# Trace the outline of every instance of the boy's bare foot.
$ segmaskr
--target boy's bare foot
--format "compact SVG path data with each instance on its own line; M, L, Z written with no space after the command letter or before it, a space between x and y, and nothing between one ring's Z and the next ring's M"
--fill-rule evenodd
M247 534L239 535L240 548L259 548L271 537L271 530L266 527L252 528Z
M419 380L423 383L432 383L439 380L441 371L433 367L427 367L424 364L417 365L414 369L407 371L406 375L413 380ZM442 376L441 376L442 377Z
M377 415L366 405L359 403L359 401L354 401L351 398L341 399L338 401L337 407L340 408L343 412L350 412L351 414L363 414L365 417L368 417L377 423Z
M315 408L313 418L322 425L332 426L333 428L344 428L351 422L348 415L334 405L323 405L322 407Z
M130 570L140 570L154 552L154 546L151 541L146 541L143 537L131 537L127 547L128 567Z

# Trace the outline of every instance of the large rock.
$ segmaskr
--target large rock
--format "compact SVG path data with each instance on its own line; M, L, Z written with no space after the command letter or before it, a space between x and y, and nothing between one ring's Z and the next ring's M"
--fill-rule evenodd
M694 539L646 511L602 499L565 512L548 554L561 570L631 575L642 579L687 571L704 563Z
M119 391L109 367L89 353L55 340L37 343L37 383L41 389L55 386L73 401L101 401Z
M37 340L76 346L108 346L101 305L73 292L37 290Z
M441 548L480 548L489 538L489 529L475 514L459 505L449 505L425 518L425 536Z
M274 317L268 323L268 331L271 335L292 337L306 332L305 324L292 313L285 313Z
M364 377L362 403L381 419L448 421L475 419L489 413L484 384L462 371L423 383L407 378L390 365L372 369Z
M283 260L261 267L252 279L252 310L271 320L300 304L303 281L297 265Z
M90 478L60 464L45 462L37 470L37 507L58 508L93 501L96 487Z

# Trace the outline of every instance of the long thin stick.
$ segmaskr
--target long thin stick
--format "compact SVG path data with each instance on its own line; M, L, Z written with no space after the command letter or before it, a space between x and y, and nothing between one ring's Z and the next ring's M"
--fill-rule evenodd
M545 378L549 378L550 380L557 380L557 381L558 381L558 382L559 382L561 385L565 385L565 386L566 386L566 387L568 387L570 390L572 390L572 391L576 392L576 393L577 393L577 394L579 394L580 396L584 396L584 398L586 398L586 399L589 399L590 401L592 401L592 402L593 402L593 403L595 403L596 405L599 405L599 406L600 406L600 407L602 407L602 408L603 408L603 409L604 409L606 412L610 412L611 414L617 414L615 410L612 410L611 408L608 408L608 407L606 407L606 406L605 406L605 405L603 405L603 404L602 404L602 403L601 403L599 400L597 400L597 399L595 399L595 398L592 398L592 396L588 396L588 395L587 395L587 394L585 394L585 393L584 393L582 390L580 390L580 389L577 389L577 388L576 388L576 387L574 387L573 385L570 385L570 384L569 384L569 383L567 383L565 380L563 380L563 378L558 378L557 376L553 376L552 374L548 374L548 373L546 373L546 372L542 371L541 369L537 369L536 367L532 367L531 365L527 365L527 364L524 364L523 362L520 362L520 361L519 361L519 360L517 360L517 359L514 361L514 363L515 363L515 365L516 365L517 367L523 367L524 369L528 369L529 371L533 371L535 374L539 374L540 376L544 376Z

:::::

> [Work instruction] Set the data down again in full. Keep it exact.

> [Answer to this exercise]
# Trace the outline of every instance of the boy's bare foot.
$ segmaskr
--target boy's bare foot
--format "compact SVG path data with each instance on its own line; M, L, Z written with no space after the command letter or before it, a space between x and y, and nothing between one ring's Z and the next ring's M"
--fill-rule evenodd
M247 534L239 535L240 548L259 548L271 537L271 530L266 527L252 528Z
M419 380L423 383L432 383L439 380L441 371L433 367L427 367L424 364L417 365L414 369L407 371L406 375L413 380ZM442 376L441 376L442 377Z
M377 415L366 405L359 403L359 401L354 401L351 398L341 399L338 401L337 407L340 408L343 412L350 412L351 414L363 414L365 417L368 417L377 423Z
M315 408L313 418L322 425L332 426L333 428L344 428L351 422L348 415L334 405L323 405L322 407Z
M130 570L140 570L154 552L154 546L151 541L146 541L143 537L131 537L127 547L128 567Z

# Trace the outline of every instance of the large rock.
$ segmaskr
--target large rock
--format "compact SVG path data with each instance on its own line; M, L, Z written with no space after the command letter or before it, a space between x and y, and nothing between one ring's Z and the next ring's M"
--fill-rule evenodd
M694 539L646 511L602 499L565 512L548 554L561 570L631 575L642 579L687 571L704 563Z
M119 391L109 367L89 353L55 340L37 343L37 383L41 389L55 386L73 401L101 401Z
M37 340L76 346L108 346L101 305L73 292L37 290Z
M441 548L480 548L489 538L489 529L475 514L459 505L449 505L425 518L425 536Z
M274 317L268 323L268 331L271 335L292 337L306 332L305 324L292 313L285 313Z
M364 377L362 403L381 419L448 421L475 419L489 413L484 384L462 371L423 383L407 378L390 365L372 369Z
M283 260L261 267L252 279L252 310L271 320L300 304L303 281L297 265Z
M90 478L60 464L45 462L37 470L37 507L58 508L93 501L96 487Z

# Trace the outline of every instance of the long thin stick.
$ segmaskr
--target long thin stick
--format "compact SVG path data with each instance on its own line; M, L, Z written with no space after the command letter or before it, a space between x and y, and nothing between one ring's Z and the next ring's M"
--fill-rule evenodd
M545 378L549 378L550 380L557 380L557 381L558 381L558 382L559 382L561 385L565 385L565 386L566 386L566 387L568 387L570 390L572 390L572 391L576 392L576 393L577 393L577 394L579 394L580 396L584 396L584 398L586 398L586 399L589 399L590 401L592 401L592 402L593 402L593 403L595 403L596 405L599 405L599 406L600 406L600 407L602 407L602 408L603 408L603 409L604 409L606 412L610 412L611 414L617 414L615 410L612 410L611 408L608 408L608 407L606 407L606 406L605 406L605 405L603 405L603 404L602 404L602 403L601 403L599 400L597 400L597 399L595 399L595 398L592 398L592 396L588 396L588 395L587 395L587 394L585 394L585 393L584 393L582 390L580 390L580 389L577 389L577 388L576 388L576 387L574 387L573 385L570 385L570 384L569 384L569 383L567 383L565 380L563 380L563 378L558 378L557 376L553 376L552 374L548 374L548 373L546 373L546 372L542 371L541 369L537 369L536 367L532 367L531 365L527 365L527 364L524 364L523 362L520 362L520 361L519 361L519 360L517 360L517 359L514 361L514 363L515 363L515 365L516 365L517 367L523 367L524 369L528 369L529 371L533 371L535 374L539 374L540 376L544 376Z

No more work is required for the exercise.